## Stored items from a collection
[Start of Attachment]
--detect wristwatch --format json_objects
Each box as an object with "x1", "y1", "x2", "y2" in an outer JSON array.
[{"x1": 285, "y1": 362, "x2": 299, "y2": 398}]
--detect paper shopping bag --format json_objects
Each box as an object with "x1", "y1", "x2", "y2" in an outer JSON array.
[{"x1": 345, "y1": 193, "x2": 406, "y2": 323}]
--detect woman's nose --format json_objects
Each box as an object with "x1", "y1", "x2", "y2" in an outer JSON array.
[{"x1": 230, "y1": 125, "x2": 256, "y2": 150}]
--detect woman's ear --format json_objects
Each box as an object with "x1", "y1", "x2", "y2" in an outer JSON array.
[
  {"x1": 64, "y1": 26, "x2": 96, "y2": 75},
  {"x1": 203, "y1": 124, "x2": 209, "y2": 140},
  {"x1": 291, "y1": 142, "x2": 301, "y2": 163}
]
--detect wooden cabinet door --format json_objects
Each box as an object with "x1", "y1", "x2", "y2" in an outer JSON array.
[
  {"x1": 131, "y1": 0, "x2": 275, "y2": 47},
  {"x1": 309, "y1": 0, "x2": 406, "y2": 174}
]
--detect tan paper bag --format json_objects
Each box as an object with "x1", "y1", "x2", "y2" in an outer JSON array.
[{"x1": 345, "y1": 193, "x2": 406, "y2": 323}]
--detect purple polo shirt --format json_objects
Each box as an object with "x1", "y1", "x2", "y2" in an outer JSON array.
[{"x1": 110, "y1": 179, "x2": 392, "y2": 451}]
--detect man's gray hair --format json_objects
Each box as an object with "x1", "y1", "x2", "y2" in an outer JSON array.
[End of Attachment]
## Brief
Every line of the entries that includes "paper" must be copied into the answer.

## Exercise answer
--detect paper shopping bag --format json_objects
--detect tan paper bag --format json_objects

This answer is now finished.